(TASK DATA)
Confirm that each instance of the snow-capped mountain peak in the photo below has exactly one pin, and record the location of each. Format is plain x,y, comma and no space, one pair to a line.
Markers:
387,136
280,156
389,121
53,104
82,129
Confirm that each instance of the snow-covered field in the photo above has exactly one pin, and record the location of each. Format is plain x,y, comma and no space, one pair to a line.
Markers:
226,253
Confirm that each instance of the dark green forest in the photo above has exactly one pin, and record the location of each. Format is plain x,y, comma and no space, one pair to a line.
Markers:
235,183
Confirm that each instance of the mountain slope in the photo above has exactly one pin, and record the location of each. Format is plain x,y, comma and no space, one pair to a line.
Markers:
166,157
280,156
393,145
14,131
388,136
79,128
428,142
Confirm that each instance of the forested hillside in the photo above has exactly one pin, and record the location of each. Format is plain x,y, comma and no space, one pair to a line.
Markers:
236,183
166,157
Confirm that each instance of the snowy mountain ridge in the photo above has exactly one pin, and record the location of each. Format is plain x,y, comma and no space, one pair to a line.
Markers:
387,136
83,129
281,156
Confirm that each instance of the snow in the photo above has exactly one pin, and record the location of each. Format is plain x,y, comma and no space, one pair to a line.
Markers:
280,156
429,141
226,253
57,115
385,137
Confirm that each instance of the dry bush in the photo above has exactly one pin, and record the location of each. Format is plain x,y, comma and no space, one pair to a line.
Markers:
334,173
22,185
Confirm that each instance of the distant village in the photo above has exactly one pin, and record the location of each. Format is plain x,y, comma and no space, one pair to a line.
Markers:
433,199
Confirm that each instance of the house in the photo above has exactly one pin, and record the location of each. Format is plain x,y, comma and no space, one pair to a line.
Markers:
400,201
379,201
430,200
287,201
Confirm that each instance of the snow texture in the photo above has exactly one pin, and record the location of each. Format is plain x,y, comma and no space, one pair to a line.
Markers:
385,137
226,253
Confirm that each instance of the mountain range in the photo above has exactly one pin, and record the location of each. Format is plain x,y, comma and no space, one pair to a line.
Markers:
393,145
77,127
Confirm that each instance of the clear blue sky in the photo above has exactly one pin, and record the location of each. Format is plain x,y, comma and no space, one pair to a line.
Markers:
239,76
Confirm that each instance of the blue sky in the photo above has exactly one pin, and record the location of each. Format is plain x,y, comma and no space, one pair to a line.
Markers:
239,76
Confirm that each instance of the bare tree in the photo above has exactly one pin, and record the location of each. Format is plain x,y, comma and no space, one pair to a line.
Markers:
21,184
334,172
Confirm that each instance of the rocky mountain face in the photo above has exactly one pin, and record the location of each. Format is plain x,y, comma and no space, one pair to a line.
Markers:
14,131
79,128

(TASK PROMPT) Using the records above, list each line that includes "blue".

(OUTPUT OF THE TASK)
Confirm that each instance of the clear blue sky in the photo above has exactly one pin, and record the location of each. Format is plain x,y, comma and no space, one pair to a line.
Confirm that each instance of the blue sky in the photo above has exactly one pin, and record the location of each. Format is plain x,y, comma and no space, one pair to a line.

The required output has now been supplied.